Start of PAGE EXTRACT

Williana Burroughs joined the Workers (Communist) Party in September 1926. She became active in the campaign for defense of the Scottsboro boys and was chairman of the Blumberg Defense Council, an organization formed to defend Isidore Blumberg, a teacher removed from the New York public schools system due to his political views.

The Communist Party sent Burroughs to the 6th World Congress of the Communist International in Moscow in the summer of 1928 as a representative of the American Negro Labor Congress, a Communist Party auxiliary group. Burroughs traveled with her husband and her two youngest sons to the convention, with the boys remaining in the Soviet Union to attend school thereafter. Burroughs would not be reunited with them until 1937.

Burroughs made use of the pseudonym "Mary Adams" in the communist movement during the 1920s and 1930s, publishing an article for the party's daily newspaper under that name for May Day 1928. She became prominent within the party organization and was selected as an alternate delegate to the 6th National Convention of the Communist Party USA in March 1929.

Upon returning to the United States in January 1931, she resumed teaching. In 1933 Burroughs spoke out at a meeting of the New York City Board of Education, and in June 1933 Burroughs was dismissed from her post for "conduct unbecoming to a teacher and prejudicial to law and order."

End of PAGE EXTRACT
Start of INFORMATION SUPPLIED

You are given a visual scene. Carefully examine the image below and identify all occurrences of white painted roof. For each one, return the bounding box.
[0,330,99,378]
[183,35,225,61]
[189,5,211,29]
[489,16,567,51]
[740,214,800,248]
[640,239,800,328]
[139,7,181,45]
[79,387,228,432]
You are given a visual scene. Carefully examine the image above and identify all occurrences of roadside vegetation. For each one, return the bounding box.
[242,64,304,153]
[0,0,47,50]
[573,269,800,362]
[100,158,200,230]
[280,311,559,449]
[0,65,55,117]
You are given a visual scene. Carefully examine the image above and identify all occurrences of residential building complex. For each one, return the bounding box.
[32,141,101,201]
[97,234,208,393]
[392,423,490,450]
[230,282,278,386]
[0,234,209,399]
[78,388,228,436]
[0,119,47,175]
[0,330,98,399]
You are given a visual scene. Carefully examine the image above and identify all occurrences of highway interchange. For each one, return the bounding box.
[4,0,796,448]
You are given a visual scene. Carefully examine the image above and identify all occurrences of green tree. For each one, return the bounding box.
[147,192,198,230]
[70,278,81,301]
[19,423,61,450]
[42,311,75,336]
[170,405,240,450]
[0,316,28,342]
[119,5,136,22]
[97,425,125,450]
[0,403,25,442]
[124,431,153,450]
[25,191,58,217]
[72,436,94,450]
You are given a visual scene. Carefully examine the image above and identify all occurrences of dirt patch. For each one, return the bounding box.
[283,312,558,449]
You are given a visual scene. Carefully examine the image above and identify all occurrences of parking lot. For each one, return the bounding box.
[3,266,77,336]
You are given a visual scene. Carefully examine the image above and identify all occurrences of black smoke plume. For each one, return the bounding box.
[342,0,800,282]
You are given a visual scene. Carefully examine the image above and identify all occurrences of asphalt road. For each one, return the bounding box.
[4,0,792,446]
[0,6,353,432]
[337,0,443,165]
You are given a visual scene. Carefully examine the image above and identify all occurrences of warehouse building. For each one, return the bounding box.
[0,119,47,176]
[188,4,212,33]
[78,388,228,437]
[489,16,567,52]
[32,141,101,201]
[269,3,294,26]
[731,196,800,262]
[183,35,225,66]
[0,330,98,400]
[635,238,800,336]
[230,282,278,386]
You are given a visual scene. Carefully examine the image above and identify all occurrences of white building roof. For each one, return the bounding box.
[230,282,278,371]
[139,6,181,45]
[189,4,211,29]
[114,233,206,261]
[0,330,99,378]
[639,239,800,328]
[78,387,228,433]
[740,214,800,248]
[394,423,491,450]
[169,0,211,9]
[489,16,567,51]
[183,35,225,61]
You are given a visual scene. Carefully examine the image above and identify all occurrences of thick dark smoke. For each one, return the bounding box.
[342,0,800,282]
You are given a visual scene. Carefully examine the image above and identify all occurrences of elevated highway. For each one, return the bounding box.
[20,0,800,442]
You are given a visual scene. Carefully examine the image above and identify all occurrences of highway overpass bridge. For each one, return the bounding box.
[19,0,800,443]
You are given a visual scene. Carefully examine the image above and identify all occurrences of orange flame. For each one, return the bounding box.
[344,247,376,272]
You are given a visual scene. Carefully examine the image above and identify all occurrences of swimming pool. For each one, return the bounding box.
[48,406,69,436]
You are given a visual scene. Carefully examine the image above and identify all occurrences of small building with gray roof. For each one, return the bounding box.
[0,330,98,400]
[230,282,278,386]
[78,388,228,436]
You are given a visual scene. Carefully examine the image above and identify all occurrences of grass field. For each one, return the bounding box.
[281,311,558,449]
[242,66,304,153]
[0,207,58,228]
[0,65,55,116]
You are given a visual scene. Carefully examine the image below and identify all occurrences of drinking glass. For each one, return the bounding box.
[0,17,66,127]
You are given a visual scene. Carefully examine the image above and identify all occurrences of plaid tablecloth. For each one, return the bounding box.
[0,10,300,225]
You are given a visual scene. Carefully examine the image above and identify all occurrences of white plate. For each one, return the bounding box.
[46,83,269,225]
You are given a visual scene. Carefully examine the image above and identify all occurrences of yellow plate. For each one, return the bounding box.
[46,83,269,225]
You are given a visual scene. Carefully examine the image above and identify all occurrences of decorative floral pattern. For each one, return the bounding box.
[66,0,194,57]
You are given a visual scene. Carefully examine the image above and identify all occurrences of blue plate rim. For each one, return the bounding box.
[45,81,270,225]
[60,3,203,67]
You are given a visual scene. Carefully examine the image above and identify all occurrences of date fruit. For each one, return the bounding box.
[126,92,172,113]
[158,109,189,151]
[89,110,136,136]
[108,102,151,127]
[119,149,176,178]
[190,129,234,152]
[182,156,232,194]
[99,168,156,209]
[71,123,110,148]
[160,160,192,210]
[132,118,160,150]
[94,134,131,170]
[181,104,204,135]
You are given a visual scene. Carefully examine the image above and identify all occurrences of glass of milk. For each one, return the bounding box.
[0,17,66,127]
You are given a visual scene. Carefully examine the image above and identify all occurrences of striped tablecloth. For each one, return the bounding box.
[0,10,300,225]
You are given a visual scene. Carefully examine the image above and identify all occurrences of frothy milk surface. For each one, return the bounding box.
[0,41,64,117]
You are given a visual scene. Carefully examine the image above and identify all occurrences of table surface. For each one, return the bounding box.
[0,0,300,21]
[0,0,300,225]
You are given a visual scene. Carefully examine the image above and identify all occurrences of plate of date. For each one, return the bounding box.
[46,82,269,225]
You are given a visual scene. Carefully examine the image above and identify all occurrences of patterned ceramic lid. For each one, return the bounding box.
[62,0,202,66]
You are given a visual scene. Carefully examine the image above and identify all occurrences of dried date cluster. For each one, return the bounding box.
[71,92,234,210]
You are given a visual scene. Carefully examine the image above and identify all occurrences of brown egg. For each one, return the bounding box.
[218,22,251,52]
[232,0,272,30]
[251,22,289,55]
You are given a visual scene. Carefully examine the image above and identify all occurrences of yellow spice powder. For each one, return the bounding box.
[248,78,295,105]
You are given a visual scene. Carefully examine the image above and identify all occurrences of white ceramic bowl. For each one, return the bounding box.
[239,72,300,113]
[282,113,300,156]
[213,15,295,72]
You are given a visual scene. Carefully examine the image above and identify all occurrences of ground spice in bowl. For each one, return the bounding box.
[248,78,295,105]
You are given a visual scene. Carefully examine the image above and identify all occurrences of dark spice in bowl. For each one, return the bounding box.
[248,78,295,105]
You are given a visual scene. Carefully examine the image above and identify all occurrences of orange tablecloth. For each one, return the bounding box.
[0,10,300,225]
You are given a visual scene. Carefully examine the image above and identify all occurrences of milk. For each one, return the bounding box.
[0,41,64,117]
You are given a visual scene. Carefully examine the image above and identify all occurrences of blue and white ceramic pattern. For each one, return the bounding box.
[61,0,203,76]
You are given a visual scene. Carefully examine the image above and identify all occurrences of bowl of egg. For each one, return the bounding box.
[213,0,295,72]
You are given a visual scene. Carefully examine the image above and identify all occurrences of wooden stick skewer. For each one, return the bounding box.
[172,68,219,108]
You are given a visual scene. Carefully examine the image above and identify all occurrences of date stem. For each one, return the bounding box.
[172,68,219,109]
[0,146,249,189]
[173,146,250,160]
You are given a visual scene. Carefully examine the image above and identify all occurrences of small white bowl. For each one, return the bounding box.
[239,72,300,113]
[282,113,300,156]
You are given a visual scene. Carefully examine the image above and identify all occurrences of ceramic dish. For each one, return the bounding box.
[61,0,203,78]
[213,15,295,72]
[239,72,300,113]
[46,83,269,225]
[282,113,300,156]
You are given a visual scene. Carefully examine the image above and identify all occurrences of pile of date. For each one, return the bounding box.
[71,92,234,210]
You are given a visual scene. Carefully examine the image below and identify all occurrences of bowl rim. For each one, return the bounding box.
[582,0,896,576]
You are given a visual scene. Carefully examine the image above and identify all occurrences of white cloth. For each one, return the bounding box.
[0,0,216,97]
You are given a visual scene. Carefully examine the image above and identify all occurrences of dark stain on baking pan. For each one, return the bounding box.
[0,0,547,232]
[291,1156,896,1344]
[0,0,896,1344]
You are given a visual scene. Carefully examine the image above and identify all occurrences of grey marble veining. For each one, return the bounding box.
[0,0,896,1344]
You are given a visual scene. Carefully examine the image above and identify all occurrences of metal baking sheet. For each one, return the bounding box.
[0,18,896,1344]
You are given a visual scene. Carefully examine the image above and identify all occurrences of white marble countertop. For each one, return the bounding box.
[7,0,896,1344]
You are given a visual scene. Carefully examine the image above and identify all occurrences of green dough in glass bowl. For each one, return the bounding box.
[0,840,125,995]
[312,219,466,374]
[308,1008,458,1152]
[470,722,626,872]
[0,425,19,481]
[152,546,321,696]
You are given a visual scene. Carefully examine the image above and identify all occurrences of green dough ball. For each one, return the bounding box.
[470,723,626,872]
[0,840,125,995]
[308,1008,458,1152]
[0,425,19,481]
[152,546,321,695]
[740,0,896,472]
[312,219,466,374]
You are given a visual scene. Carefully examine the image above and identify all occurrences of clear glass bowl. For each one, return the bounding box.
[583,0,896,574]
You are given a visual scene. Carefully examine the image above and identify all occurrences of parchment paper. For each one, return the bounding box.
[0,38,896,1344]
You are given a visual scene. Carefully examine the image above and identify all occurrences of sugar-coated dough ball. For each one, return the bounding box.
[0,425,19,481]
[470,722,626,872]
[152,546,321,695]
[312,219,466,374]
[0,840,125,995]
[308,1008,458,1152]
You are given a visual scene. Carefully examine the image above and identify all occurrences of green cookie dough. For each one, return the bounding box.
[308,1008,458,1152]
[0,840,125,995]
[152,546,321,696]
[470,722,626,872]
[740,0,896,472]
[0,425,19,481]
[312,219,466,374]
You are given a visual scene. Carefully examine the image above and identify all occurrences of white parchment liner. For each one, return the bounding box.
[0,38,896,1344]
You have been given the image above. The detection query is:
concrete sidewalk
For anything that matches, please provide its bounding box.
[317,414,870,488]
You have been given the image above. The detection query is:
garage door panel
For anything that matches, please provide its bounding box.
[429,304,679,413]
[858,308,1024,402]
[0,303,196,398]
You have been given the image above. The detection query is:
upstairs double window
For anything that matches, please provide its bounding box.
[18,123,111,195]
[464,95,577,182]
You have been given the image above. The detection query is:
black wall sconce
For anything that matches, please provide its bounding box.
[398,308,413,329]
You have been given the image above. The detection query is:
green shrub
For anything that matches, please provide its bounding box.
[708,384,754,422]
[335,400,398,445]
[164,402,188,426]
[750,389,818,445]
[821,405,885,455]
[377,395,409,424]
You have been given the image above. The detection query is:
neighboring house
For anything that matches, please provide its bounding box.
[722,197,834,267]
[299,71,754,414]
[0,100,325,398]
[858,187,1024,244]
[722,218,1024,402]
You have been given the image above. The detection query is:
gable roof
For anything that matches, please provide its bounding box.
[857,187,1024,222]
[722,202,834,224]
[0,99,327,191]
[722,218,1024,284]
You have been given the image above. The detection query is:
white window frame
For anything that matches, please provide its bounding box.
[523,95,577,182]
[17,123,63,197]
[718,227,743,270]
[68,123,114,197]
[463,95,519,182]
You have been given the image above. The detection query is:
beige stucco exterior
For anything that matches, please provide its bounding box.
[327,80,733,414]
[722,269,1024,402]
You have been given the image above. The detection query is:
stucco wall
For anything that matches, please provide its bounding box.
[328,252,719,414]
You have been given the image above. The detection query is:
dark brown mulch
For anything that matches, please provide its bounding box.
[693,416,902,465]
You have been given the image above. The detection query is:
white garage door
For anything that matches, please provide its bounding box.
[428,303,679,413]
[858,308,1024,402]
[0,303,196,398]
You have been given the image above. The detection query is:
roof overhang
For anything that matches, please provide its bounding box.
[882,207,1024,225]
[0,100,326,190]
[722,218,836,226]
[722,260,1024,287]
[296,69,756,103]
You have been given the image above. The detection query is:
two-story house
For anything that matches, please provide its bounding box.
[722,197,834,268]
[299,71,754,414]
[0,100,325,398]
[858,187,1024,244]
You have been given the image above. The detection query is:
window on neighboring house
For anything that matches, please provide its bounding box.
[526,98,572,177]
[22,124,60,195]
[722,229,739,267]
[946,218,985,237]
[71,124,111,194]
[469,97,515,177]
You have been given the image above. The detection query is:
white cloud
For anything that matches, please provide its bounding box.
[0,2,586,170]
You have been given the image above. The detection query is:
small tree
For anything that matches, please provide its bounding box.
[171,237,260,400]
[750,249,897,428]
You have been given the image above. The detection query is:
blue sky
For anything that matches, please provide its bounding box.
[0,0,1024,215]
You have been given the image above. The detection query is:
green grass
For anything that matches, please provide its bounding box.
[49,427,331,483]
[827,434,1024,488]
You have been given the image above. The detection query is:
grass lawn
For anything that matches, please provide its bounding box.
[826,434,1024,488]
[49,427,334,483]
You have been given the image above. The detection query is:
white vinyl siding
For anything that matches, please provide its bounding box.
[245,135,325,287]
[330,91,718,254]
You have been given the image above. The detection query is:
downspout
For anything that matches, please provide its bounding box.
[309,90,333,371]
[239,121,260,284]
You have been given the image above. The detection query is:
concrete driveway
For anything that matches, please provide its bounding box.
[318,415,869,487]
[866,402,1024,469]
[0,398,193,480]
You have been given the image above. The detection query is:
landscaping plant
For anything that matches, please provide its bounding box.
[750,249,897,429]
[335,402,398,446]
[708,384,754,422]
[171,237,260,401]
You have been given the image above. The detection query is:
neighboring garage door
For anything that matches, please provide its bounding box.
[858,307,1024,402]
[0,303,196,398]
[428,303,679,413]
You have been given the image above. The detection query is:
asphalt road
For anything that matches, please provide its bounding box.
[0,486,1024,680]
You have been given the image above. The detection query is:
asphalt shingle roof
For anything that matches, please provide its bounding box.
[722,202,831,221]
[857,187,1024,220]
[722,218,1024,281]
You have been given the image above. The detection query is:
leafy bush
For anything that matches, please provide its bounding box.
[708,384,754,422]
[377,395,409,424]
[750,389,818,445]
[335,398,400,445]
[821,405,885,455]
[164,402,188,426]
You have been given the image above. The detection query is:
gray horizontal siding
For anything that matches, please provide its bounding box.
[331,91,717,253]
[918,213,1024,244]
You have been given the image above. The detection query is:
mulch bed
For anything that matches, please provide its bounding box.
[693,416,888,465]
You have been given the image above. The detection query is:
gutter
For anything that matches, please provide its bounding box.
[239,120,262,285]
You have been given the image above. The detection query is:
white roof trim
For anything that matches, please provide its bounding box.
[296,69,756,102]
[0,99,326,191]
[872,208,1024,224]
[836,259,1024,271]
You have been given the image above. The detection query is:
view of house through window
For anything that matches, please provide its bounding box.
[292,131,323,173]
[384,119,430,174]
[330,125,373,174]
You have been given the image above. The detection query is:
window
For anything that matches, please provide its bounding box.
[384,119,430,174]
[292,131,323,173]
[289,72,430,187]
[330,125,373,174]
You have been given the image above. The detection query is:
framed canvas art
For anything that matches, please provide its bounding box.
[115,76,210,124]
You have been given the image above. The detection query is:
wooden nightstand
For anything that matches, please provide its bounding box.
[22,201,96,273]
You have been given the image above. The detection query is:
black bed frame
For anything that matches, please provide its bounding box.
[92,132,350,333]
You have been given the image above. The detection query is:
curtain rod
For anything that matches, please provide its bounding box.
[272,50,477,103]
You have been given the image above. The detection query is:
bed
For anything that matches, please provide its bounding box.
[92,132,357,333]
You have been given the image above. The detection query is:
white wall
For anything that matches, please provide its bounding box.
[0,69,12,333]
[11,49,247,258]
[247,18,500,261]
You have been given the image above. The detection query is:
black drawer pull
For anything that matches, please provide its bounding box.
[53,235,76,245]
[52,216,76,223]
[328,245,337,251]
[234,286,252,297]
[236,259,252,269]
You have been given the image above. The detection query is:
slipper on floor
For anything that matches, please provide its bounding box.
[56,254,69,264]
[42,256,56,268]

End of INFORMATION SUPPLIED

[TASKS TO CARRY OUT]
1) List each distinct calendar year that appears in the passage on Williana Burroughs, in the order it first appears.
2) Pick up the passage on Williana Burroughs after its last sentence and write what comes next.

[ANSWERS PROVIDED]
1) 1926, 1928, 1937, 1929, 1931, 1933

2)
After loss of her teaching position, Burroughs was the Communist Party's candidate for New York Comptroller in the fall of 1933 and the Communist Party's candidate for Lieutenant Governor of New York in 1934. She also ran the Harlem Worker's School from 1933 to 1934.

Burroughs was regarded as one of the CP's most effective witnesses during the public hearings over the 1935 Harlem riot.

She returned to the Soviet Union in the spring of 1937, the year of the Great Terror, where she worked as an announcer and editor for the English-language broadcasts of Radio Moscow, the international shortwave news service of the Soviet government. Burroughs remained in Moscow for virtually the rest of her life. In the spring of 1940 she made a request to return to the United States together with her sons but was persuaded to stay owing to the lack of capable Americans remaining in the USSR. The war intervened and Burroughs and her sons remained in Moscow until 1945, when she finally managed to return to New York with the younger boy.

==Death and legacy==
Williana Jones Burroughs died on December 24, 1945, at the Manhattan home of her friend Hermie Huiswoud, just two months after her return to the United States and barely more than a week before what would have been her 64th birthday.

Her son Charles Burroughs, the oldest of the boys who had been left in Moscow, retained his American citizenship and was inducted into the U.S. Army early in 1945. After his military service he returned to the United States and in 1961 co-founded the DuSable Museum of African American History in Chicago, of which he remained curator until 1980. A Chicago high school is named after him.

Her son Eric Burroughs became a stage and radio actor.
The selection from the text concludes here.